= What needs to be done =
Going from the line that contains "Where can you spot the wire" to the last line of the material below, repeat every line exactly.

[Records for the exercise Boundary: Start]

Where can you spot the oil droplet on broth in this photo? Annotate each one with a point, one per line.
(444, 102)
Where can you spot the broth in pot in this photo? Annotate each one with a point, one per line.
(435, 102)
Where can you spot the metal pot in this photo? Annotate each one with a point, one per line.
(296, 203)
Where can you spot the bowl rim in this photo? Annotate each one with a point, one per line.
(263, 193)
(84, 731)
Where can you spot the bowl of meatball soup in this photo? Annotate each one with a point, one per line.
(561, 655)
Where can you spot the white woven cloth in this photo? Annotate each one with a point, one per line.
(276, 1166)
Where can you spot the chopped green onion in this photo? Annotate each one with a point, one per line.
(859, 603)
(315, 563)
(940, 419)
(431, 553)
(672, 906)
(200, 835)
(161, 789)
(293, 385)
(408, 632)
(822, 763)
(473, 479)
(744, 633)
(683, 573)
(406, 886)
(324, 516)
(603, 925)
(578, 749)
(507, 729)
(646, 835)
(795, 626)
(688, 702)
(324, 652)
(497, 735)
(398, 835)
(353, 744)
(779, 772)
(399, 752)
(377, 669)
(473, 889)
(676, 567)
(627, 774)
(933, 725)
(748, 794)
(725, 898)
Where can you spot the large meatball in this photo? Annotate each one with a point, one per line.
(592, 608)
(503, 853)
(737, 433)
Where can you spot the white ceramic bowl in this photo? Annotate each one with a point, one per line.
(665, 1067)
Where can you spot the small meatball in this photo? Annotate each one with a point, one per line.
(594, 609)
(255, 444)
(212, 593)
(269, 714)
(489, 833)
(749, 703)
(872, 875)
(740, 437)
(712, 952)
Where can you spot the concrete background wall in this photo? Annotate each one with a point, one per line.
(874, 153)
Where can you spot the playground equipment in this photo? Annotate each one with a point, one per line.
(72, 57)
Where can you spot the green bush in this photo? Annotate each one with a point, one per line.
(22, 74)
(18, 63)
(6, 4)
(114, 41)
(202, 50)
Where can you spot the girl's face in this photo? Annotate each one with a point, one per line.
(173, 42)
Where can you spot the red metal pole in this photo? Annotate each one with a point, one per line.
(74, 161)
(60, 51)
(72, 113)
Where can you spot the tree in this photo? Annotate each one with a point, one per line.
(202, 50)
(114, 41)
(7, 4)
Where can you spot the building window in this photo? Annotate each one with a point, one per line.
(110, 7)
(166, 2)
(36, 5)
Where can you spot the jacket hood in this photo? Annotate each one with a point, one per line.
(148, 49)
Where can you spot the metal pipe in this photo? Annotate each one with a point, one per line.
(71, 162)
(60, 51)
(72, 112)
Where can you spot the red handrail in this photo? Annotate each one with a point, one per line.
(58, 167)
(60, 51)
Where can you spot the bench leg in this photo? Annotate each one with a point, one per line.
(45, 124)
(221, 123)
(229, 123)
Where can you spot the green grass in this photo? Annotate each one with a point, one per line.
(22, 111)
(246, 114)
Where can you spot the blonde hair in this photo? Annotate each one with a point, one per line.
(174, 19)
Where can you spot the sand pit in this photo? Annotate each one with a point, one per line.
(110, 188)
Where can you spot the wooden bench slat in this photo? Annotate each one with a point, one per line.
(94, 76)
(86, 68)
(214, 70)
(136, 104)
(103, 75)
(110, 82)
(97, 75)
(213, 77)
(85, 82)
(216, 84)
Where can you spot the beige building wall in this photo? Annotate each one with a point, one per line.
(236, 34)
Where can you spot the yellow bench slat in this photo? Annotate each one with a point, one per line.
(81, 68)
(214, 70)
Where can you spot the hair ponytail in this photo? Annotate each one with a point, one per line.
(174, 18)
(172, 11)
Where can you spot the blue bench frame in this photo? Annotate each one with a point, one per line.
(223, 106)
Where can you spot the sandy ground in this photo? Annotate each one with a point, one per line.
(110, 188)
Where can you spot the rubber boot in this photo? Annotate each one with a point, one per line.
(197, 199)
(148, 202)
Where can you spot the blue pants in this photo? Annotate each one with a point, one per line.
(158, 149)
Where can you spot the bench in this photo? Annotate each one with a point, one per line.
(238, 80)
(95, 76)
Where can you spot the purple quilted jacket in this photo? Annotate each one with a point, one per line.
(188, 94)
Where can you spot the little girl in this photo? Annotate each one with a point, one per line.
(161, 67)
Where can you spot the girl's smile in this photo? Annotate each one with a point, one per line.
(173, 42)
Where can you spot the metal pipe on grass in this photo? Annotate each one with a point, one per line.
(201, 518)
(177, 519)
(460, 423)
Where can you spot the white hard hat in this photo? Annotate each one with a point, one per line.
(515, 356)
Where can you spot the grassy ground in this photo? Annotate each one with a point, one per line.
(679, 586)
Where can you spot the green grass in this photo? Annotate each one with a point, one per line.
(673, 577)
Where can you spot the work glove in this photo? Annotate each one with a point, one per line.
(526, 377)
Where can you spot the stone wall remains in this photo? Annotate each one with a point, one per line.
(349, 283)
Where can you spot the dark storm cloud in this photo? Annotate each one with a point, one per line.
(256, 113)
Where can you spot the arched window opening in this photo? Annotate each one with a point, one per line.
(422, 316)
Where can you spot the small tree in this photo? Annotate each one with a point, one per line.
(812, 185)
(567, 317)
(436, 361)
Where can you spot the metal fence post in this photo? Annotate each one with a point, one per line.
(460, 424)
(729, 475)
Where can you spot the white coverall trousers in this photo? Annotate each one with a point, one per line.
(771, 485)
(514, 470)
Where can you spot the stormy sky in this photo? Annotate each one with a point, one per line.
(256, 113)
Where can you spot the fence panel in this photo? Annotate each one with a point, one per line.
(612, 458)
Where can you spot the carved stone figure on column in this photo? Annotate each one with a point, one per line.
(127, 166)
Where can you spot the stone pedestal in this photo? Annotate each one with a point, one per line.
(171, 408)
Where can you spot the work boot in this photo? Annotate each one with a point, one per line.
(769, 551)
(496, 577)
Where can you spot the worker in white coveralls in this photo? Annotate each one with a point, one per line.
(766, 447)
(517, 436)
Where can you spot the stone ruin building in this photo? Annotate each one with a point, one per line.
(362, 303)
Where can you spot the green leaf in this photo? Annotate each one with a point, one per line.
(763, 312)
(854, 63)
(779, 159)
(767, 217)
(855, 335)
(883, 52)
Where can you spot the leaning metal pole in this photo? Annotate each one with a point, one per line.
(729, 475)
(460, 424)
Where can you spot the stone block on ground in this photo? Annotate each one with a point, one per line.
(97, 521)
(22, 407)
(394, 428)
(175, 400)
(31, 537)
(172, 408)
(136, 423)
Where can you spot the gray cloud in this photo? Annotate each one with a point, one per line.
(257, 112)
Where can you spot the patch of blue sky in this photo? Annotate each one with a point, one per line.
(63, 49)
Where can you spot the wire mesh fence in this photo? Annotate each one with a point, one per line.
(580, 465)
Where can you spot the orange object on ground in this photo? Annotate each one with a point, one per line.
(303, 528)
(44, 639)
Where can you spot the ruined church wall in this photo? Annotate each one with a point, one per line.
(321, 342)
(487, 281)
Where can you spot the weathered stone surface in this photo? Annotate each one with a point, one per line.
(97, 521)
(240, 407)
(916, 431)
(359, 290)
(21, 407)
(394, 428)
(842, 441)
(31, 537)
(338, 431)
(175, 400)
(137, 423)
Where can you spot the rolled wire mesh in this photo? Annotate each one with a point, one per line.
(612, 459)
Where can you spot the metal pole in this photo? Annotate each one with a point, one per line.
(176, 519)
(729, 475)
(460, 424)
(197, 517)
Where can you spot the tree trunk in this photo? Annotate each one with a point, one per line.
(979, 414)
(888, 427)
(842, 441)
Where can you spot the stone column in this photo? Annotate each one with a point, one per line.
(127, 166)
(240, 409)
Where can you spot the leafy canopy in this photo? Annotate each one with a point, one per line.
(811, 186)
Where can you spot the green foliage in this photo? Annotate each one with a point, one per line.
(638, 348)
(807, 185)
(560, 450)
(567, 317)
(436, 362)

[Records for the exercise Boundary: End]

= Task result =
Where can you spot the wire mesh fence in this photo? Annotate each one with a point, one per line.
(580, 465)
Where can you spot the orange object on ground in this photo? Annotate each one with a point, one per line.
(303, 528)
(44, 639)
Where can you spot the ruined church wall in this photo? Annotate each one with a point, one per line.
(321, 342)
(487, 281)
Where can you spot the weathered stone surface in this photo? Annotate each one with a point, one per line.
(97, 521)
(240, 407)
(916, 431)
(359, 290)
(21, 407)
(394, 428)
(842, 441)
(31, 537)
(338, 431)
(175, 400)
(137, 423)
Where can you spot the rolled wire mesh in this photo? Annotate each one with a point, one per line.
(612, 459)
Where can you spot the metal pole in this photo? Annotate each one with a point, one per line.
(176, 519)
(729, 475)
(460, 424)
(197, 517)
Where can you spot the tree trunk in this photo? Annotate each one with a point, one per line.
(979, 414)
(888, 427)
(842, 441)
Where can you spot the stone column in this photo? Annotate each one with a point, one per line.
(127, 166)
(240, 409)
Where can you spot the leafy canopy in this photo? Annotate each one with a point, one per line.
(811, 186)
Where can you spot the green foliage in this photo? Annotate each one with a point, one per line.
(638, 348)
(807, 185)
(560, 450)
(567, 317)
(436, 362)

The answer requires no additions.